WORK INSTRUCTION:
Within the data below, find the string "bucket" and return each line where it occurs.

** Opening INPUT block **

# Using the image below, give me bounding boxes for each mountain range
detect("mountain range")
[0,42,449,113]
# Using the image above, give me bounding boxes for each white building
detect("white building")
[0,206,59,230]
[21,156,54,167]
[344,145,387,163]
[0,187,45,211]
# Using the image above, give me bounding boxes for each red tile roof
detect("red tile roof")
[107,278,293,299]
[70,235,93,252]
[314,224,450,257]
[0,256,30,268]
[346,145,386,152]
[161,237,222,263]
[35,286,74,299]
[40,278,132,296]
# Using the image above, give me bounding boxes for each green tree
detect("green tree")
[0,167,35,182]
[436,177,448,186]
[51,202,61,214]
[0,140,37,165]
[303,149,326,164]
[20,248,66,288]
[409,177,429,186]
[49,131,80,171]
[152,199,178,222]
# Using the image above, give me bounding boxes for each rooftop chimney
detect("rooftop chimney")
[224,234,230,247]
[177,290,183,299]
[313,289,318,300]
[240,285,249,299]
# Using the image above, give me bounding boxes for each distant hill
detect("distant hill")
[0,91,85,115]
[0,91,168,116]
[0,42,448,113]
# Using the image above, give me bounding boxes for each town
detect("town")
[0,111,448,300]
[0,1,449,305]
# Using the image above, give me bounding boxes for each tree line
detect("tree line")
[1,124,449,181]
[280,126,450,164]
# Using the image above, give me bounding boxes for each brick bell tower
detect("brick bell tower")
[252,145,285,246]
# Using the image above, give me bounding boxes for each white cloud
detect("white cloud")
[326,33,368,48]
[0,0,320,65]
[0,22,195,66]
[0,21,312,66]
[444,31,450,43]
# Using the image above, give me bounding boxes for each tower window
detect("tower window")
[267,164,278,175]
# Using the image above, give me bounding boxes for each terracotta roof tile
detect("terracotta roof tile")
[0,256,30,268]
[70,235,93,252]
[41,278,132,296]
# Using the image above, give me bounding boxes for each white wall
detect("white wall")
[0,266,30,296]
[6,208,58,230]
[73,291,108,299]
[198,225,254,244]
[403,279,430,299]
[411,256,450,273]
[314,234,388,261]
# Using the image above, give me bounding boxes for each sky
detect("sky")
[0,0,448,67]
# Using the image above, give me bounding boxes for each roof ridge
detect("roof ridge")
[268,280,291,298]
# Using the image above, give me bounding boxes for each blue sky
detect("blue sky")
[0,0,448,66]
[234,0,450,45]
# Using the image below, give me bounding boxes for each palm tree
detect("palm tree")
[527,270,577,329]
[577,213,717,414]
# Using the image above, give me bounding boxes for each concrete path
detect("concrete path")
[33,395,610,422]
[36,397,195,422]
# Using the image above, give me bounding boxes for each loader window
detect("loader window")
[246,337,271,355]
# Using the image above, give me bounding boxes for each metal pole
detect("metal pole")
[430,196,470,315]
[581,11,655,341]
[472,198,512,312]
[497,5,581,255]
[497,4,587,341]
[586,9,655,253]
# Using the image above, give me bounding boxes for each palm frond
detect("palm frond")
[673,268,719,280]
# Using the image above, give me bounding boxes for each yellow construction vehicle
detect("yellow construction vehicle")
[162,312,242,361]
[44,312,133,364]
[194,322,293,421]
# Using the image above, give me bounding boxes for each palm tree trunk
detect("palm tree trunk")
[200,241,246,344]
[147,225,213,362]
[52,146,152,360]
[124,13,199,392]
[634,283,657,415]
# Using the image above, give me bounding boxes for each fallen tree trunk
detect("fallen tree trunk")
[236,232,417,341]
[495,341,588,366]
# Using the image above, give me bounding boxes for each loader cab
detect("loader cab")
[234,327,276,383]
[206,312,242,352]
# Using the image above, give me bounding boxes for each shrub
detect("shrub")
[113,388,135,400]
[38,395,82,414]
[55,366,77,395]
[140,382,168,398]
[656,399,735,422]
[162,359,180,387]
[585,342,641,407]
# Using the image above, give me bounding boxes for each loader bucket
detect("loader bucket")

** Closing INPUT block **

WORKED SOLUTION:
# Using the image above, give me bounding boxes for each loader bucket
detect("loader bucket")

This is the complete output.